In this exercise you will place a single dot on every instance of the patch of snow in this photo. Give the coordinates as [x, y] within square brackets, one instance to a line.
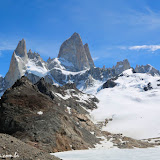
[104, 143]
[40, 113]
[69, 110]
[111, 154]
[135, 112]
[65, 63]
[63, 97]
[36, 70]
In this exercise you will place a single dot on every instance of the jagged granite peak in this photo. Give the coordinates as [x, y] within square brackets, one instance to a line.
[17, 65]
[19, 116]
[122, 66]
[16, 70]
[147, 69]
[21, 50]
[73, 51]
[91, 63]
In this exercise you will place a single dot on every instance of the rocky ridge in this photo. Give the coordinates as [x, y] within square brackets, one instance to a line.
[74, 64]
[47, 117]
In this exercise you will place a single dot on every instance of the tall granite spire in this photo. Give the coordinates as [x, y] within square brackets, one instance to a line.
[17, 64]
[75, 52]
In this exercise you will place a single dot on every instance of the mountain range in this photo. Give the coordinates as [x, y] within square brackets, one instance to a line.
[67, 103]
[74, 64]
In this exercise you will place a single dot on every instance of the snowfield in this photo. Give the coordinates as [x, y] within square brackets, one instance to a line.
[133, 111]
[111, 154]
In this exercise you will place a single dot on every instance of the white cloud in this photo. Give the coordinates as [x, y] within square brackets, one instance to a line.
[95, 58]
[148, 47]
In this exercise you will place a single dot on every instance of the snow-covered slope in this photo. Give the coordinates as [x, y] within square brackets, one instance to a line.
[131, 110]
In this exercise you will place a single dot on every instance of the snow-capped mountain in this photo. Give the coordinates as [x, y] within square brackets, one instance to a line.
[103, 103]
[74, 64]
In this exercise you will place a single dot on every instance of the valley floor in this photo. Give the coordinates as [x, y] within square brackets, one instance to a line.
[111, 154]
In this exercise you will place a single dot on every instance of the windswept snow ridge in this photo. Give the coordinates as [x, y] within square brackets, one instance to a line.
[133, 111]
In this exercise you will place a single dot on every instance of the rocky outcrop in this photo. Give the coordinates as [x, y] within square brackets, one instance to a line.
[90, 60]
[17, 65]
[121, 66]
[74, 51]
[147, 69]
[19, 150]
[109, 84]
[46, 116]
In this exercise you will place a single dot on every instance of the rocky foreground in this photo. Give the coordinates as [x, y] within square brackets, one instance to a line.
[52, 119]
[13, 148]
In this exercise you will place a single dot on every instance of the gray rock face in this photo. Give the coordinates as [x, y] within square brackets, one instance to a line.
[74, 51]
[58, 128]
[36, 58]
[21, 50]
[17, 65]
[90, 60]
[122, 66]
[147, 69]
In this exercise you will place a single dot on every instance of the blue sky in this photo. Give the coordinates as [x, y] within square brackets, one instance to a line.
[114, 29]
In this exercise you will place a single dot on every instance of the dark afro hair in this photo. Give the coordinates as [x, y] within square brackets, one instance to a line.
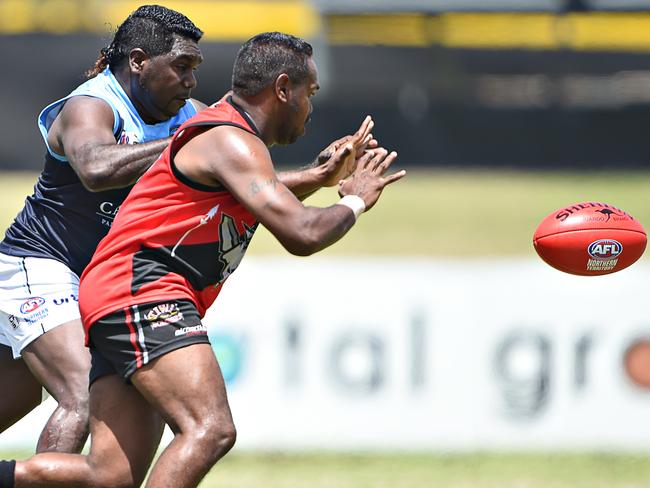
[151, 28]
[266, 56]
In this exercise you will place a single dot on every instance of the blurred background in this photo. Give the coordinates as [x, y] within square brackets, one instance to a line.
[432, 332]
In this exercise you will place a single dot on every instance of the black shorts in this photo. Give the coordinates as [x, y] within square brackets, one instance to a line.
[124, 341]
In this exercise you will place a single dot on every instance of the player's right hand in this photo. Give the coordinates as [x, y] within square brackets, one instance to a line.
[368, 180]
[339, 159]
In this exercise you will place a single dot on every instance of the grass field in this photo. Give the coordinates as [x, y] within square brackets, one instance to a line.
[438, 214]
[277, 470]
[446, 213]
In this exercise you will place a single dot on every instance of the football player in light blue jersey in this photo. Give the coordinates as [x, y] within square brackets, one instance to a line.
[99, 139]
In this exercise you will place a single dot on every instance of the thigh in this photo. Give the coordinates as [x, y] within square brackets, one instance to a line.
[186, 386]
[21, 391]
[125, 431]
[60, 361]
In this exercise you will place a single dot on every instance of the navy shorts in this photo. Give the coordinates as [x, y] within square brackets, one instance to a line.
[126, 340]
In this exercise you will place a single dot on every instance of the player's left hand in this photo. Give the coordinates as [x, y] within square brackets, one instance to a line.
[339, 160]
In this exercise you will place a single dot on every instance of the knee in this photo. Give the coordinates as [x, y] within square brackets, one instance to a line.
[217, 438]
[112, 476]
[76, 402]
[74, 397]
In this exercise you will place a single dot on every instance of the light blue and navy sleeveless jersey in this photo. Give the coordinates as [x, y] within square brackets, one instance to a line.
[62, 220]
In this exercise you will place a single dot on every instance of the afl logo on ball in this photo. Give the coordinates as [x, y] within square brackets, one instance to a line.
[605, 249]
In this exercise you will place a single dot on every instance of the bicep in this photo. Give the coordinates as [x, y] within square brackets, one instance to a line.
[85, 123]
[240, 162]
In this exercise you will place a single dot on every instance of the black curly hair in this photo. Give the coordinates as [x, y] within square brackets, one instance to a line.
[151, 28]
[266, 56]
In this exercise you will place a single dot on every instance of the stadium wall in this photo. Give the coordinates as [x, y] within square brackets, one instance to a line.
[436, 105]
[429, 355]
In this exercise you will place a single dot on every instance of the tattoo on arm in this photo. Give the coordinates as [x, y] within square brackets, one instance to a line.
[256, 187]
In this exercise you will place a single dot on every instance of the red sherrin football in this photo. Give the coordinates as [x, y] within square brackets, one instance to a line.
[590, 239]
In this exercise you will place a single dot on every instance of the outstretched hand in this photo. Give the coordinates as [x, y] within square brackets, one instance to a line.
[339, 159]
[368, 180]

◆ **WHAT YOU SHOULD DO**:
Could you output every line of the material above as a JSON list of strings, one string per line, leaving out blank lines and the pictures?

◆ **TASK ANSWER**:
[
  "In this exercise you will place a single dot on every instance of the patch of snow in this photo. Give the coordinates as [x, y] within square brackets, one instance to a line.",
  "[104, 143]",
  "[40, 113]",
  "[69, 110]",
  "[111, 154]",
  "[135, 112]",
  "[65, 63]",
  "[63, 97]",
  "[36, 70]",
  "In this exercise you will place a single dot on every instance of the jagged granite peak in this photo. Give the coordinates as [x, y] within square brackets, one instance to a line.",
  "[17, 65]",
  "[19, 116]",
  "[122, 66]",
  "[16, 70]",
  "[147, 69]",
  "[21, 50]",
  "[73, 51]",
  "[91, 63]",
  "In this exercise you will place a single dot on every instance of the rocky ridge in this photo. Give the coordinates as [x, y] within square brackets, one instance to a line.",
  "[74, 64]",
  "[47, 117]",
  "In this exercise you will place a single dot on every instance of the tall granite spire in this photo. Give the coordinates as [x, y] within square brackets, one instance to a line.",
  "[17, 64]",
  "[75, 52]",
  "In this exercise you will place a single dot on every instance of the mountain range in this photo. Give the coordinates as [x, y] within square brackets, one instance to a line.",
  "[67, 103]",
  "[74, 64]",
  "In this exercise you will place a single dot on every instance of the snowfield in this photo. Give the coordinates as [x, y] within square brackets, one instance to a line.",
  "[133, 111]",
  "[111, 154]",
  "In this exercise you will place a single dot on every instance of the white cloud in this photo. Give the coordinates as [x, y] within square brackets, one instance to a line.",
  "[95, 58]",
  "[148, 47]",
  "In this exercise you will place a single dot on every instance of the snow-covered slope in this photo. Give the coordinates as [x, y] within square brackets, one instance to a line.",
  "[131, 110]",
  "In this exercise you will place a single dot on every instance of the snow-capped mountain in this photo. Give the coordinates as [x, y] within square brackets, one instance to a line.",
  "[103, 103]",
  "[74, 64]",
  "In this exercise you will place a single dot on every instance of the valley floor in this photo. Give the coordinates as [x, y] within square brackets, one instance to a line.",
  "[111, 154]",
  "In this exercise you will place a single dot on every instance of the windswept snow ridge in this photo. Give the coordinates as [x, y] within square brackets, one instance to a line.",
  "[133, 111]",
  "In this exercise you will place a single dot on every instance of the rocky outcrop in this photo. Give the coordinates as [x, y] within square brackets, one instance to a line.",
  "[90, 60]",
  "[17, 65]",
  "[121, 66]",
  "[74, 51]",
  "[147, 69]",
  "[19, 150]",
  "[109, 84]",
  "[46, 116]",
  "In this exercise you will place a single dot on every instance of the rocky foreground in this photo. Give the coordinates as [x, y] within square brackets, one instance to a line.",
  "[52, 119]",
  "[13, 148]",
  "In this exercise you will place a single dot on every instance of the gray rock face in this photo. Give the coordinates as [x, y] within square brackets, one instance to a line.",
  "[74, 51]",
  "[58, 128]",
  "[36, 58]",
  "[21, 50]",
  "[17, 65]",
  "[90, 60]",
  "[122, 66]",
  "[147, 69]",
  "In this exercise you will place a single dot on every instance of the blue sky in this photo. Give the coordinates as [x, y] within square brackets, one instance to a line.",
  "[114, 29]",
  "In this exercise you will place a single dot on every instance of the dark afro hair in this photo. Give the coordinates as [x, y] within square brackets, one instance to a line.",
  "[151, 28]",
  "[266, 56]",
  "In this exercise you will place a single dot on every instance of the blurred background in this photo. Give the coordinates as [x, y] within square brackets, one instance to a line.",
  "[432, 332]",
  "In this exercise you will place a single dot on every instance of the black shorts in this photo. Give the coordinates as [x, y] within square brackets, one instance to a line.",
  "[124, 341]",
  "In this exercise you will place a single dot on every instance of the player's right hand in this photo. Give the coordinates as [x, y] within square brackets, one instance to a line.",
  "[368, 180]",
  "[339, 159]",
  "In this exercise you will place a single dot on every instance of the grass field in this photo. Give the coordinates as [x, y] within square brackets, one instance to a line.",
  "[438, 214]",
  "[277, 470]",
  "[446, 213]",
  "In this exercise you will place a single dot on every instance of the football player in light blue jersey in this photo. Give the coordinates as [x, y] within square brackets, one instance to a line.",
  "[99, 139]",
  "In this exercise you will place a single dot on every instance of the thigh in this photo. Give the coordinates as [x, y] within square brackets, one instance to a line.",
  "[186, 386]",
  "[21, 391]",
  "[125, 431]",
  "[60, 361]",
  "In this exercise you will place a single dot on every instance of the navy shorts in this photo. Give the coordinates as [x, y] within square brackets, one instance to a line.",
  "[126, 340]",
  "In this exercise you will place a single dot on every instance of the player's left hand in this photo. Give the coordinates as [x, y] within square brackets, one instance to a line.",
  "[339, 160]",
  "In this exercise you will place a single dot on every instance of the knee in this photo. Give the coordinates as [x, y] within square brackets, one instance to a line.",
  "[217, 438]",
  "[112, 476]",
  "[76, 402]",
  "[74, 397]",
  "In this exercise you will place a single dot on every instance of the light blue and navy sleeveless jersey in this photo. Give the coordinates as [x, y] within square brackets, one instance to a line.",
  "[62, 220]",
  "In this exercise you will place a single dot on every instance of the afl logo on ball in this photo. Give the coordinates as [x, y] within square brackets, one instance to a line.",
  "[605, 249]",
  "In this exercise you will place a single dot on every instance of the bicep in this photo. Give the coordinates as [x, y] within square brackets, one instance to a line.",
  "[85, 123]",
  "[240, 162]",
  "In this exercise you will place a single dot on every instance of the black curly hair in this photo. Give the coordinates as [x, y] within square brackets, one instance to a line.",
  "[151, 28]",
  "[266, 56]",
  "In this exercise you will place a single dot on every instance of the stadium wall in this photo. Give the coordinates as [x, y] within square brackets, one instance to a line.",
  "[436, 105]",
  "[429, 355]",
  "In this exercise you will place a single dot on every instance of the tattoo on arm in this photo. Give the coordinates as [x, y] within square brackets, one instance to a line.",
  "[256, 187]",
  "In this exercise you will place a single dot on every instance of the red sherrin football in this photo. Give the coordinates as [x, y] within square brackets, one instance to a line.",
  "[590, 239]",
  "In this exercise you will place a single dot on every instance of the outstretched hand in this photo. Give the coordinates as [x, y] within square brackets, one instance to a line.",
  "[339, 159]",
  "[368, 180]"
]